_WRITTEN TASK_.
Pick up the passage on gamma table calibration after its final sentence and carry it forward.

_DOCUMENT_.
/---

Therefore, the constant ratio reflects the gamma output value for
the minimum density better than values obtained by interpolating
the reference ratios. Similarly, in the range near the maximum
density, the density changes at a fast rate. Therefore, the
constant ratio reflects the gamma output value for the maximum
density better than values obtained by interpolating the reference
ratios. Stable density calibration can be achieved by selectively
setting ratios based on ranges in this way.
[0096] More specifically, as shown in FIG. 6 and FIG. 7A, the
estimated ratio for the first density range (0 to 50) is determined
based on the gamma output value g for the minimum density 0 (0%).
More specifically, the estimated ratio for the first density range
is set to a fixed ratio obtained by dividing the difference between
the calibration gamma output value c1 and the gamma output value g
for the minimum density 0 (0%) by the difference between the gamma
output value a1 and the gamma output value g, that is,
(c1-g)/(a1-g). In this example, because the gamma output value g
for the minimum density is equal to zero (0), the estimated ratio
for the first density range (0 to 50) is set equal to the reference
ratio c1/a1 for the reference density 20% that is adjacent to this
range.
[0097] The estimated ratio for the second density range (205 to
255) is determined based on the maximum gamma output value f for
the maximum density 255 (100%). More specifically, the estimated
ratio for the second density range is set to a fixed ratio obtained
by dividing the difference between the gamma output value f for the
maximum density 255 (100%) and the calibration gamma output value
c4 by the difference between the gamma output value f and the gamma
output value a4, that is, (f-c4)/(f-a4).
[0098] Thus, a constant estimated ratio is set for the first
density range that includes the minimum density 0 (0%) to reflect
the gamma output value g (0) for the minimum density 0 (0%), and a
constant estimated ratio is set for the second density range that
includes the maximum density 255 (100%) to reflect the gamma output
value f for the maximum density 255 (100%). In other words,
constant estimated ratios are set for the first and second density
ranges, where density changes at a fast rate, based on the gamma
output values corresponding to those ranges. Therefore, it is
possible to reflect the gamma output values in those ranges more
accurately than if the estimated ratios were simply set to constant
ratios.
[0099] Next, the CPU 91 computes and stores a new gamma table in
S150 of FIG. 3. The new gamma table is calculated based on the
reference ratios and estimated ratios (collectively called gamma
ratios) obtained above. Specifically, the new gamma table is
calculated by multiplying these gamma ratios by the gamma output
values set in the original gamma table GT. Hence, for the range of
recording density values 0-50, the gamma output values in the table
GT are multiplied by the constant ratio (c1-g)/(a1-g). For the
range of recording density values 51-204, the gamma output values
in the table GT are multiplied by gamma ratios (the reference ratio
and estimated ratio) for the corresponding recording density
values. For the recording density values 205-255, the gamma output
values in the table GT are multiplied by the constant ratio
(f-c4)/(f-a4). Through this process, it is possible to obtain a new
gamma table illustrated conceptually by the dotted line in FIG. 7B.

\---

_Excerpts of location labeling data_.
/---

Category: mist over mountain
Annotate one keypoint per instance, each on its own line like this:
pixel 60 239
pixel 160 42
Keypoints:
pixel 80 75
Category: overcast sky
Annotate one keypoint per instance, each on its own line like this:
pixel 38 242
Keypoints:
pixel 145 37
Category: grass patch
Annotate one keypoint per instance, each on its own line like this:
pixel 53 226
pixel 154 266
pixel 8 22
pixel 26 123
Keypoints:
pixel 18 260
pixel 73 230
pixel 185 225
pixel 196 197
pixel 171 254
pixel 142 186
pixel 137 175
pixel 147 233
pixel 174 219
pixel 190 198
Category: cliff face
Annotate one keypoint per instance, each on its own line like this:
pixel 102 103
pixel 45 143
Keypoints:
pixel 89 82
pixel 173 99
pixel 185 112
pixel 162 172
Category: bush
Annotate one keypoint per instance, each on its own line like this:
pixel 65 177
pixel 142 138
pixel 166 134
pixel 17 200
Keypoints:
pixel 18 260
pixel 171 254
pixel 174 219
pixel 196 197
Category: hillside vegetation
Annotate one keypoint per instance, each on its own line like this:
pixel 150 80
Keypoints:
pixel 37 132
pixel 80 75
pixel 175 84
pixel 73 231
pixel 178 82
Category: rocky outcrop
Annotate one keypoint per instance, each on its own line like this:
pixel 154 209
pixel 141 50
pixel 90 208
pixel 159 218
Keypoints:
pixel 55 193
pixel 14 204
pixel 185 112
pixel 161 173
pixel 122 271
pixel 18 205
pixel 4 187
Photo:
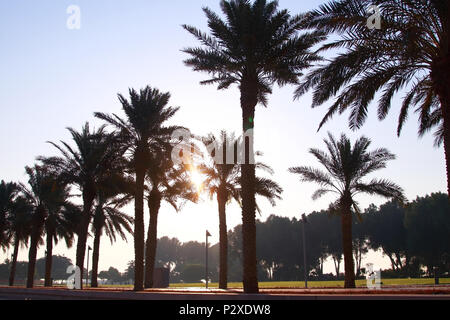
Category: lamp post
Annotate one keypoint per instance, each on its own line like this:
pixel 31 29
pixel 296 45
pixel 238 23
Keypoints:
pixel 87 273
pixel 206 264
pixel 304 221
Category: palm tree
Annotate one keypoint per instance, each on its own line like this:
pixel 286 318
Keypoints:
pixel 115 193
pixel 46 195
pixel 256 47
pixel 142 131
pixel 166 183
pixel 19 221
pixel 346 166
pixel 84 167
pixel 61 223
pixel 409 53
pixel 223 181
pixel 8 192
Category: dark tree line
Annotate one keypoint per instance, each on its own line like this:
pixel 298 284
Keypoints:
pixel 415 237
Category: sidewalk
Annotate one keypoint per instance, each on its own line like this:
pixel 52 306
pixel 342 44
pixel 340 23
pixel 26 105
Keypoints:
pixel 420 293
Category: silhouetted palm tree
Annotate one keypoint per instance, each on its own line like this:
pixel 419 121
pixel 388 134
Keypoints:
pixel 256 47
pixel 142 131
pixel 84 167
pixel 61 223
pixel 19 222
pixel 410 52
pixel 116 192
pixel 46 195
pixel 8 192
pixel 168 183
pixel 223 181
pixel 346 166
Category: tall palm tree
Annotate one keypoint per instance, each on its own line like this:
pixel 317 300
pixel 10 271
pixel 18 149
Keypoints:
pixel 346 167
pixel 142 131
pixel 166 183
pixel 409 53
pixel 19 221
pixel 255 47
pixel 84 167
pixel 46 194
pixel 61 223
pixel 8 192
pixel 223 181
pixel 115 193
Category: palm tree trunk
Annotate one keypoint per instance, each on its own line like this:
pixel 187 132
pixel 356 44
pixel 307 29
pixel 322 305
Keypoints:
pixel 139 232
pixel 49 260
pixel 440 76
pixel 95 258
pixel 347 246
pixel 223 239
pixel 154 203
pixel 38 221
pixel 14 262
pixel 337 265
pixel 88 200
pixel 248 104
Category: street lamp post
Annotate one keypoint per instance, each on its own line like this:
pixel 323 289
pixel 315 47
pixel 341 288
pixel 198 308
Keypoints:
pixel 304 250
pixel 206 265
pixel 87 273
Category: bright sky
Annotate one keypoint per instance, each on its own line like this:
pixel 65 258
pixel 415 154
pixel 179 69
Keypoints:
pixel 52 78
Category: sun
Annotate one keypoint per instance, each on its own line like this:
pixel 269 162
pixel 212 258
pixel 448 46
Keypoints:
pixel 196 179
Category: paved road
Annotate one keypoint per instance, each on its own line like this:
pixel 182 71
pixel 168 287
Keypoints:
pixel 184 295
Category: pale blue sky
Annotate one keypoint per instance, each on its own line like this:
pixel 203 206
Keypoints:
pixel 52 78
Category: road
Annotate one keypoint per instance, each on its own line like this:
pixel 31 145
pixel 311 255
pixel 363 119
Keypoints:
pixel 442 293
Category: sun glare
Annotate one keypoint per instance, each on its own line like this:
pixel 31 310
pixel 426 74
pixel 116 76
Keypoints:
pixel 197 179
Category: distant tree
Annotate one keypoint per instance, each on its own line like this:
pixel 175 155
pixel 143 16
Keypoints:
pixel 59 267
pixel 19 222
pixel 428 226
pixel 167 253
pixel 129 272
pixel 193 273
pixel 8 192
pixel 386 230
pixel 113 275
pixel 346 166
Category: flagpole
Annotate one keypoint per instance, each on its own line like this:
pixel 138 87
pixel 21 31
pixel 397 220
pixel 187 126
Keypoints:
pixel 206 264
pixel 206 271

\---

_REPLY TO THE EXERCISE_.
This new gamma table is written over the original gamma table GT in
the RAM 93. In other words, the original gamma table GT equivalent
to the solid line in FIG. 7B is replaced with the new gamma table
equivalent to the dotted line in FIG. 7B. The new gamma table is
hereafter used for image data correction as the gamma table GT. In
other words, the gamma table GT is updated with the new gamma table
in the RAM 93.
[0100] The laser printer 1 performs a printing process for printing
input image data, by using the gamma table GT that is presently
being stored in the RAM 93, to reproduce the density of the input
image data. Next, this printing process will be described while
referring to the flowchart in FIG. 8.
[0101] When the CPU 91 of the control unit 90 receives image data
indicating recording density of each pixel in an image to be
printed (yes in S10), the printing process starts.
[0102] Next, in S20, the CPU 91 corrects the recording density of
each pixel according to the gamma table GT that is presently being
stored in the RAM 93. That is, if the calibration process of FIG. 3
has not yet been executed after the laser printer 1 has been turned
ON, the gamma table GT now stored in the RAM 93 is equivalent to
the original gamma table GT that is stored in the ROM 92. On the
other hand, if the calibration process of FIG. 3 has been already
executed after the laser printer 1 has been turned ON, the gamma
table GT now stored in the RAM 93 is the new gamma table that has
been determined and written over the original gamma table GT during
the calibration process. Then, for each pixel, the CPU 91 searches
the gamma table GT, selects one gamma output value that corresponds
to the subject recording density, and sets the selected gamma
output value as a corrected recording density.
[0103] Next, in S30, the CPU 91 controls the controller 95 so that
the controller 95 controls the image-forming unit 9 to perform a
printing process by adjusting, based on the value of the corrected
recording density for each pixel, the pulse width of the laser beam
and the voltages applied to the developing rollers 37 and the
photosensitive belt chargers 45. As a result, the desired image is
formed on the intermediate transfer belt 51, and is transferred
from the intermediate transfer belt 51 onto a sheet of paper.
[0104] As described above, when forming images with the
image-forming unit 9 after the gamma table GT has been calibrated
to the new gamma table GT, density correction is performed using
the new gamma table GT that is obtained based on the reference
ratios and estimated ratios. Specifically, before printing image
data, image data is corrected in S20 based on the calibrated gamma
table GT so that the densities printed on the printing medium match
the recording density values in the image data.
[0105] Computer programs for performing the processes shown in FIG.
3 and FIG. 8 are stored in the ROM 92. As described above, the
program of FIG. 3 includes a process, in which the CPU 91 finds a
reference ratio for each reference density that can compensate for
the difference between the measured output values and reference
output values at each of the reference densities 20%, 40%, 60%,
80%, and 100%; and another process in which the CPU 91 sets
estimated ratios for densities other than the reference densities
based on the reference ratios for the reference densities found
above. The program of FIG. 8 includes a process in which the CPU 91
performs density correction based on the reference ratios and
estimated ratios that are now incorporated in the new gamma table
GT.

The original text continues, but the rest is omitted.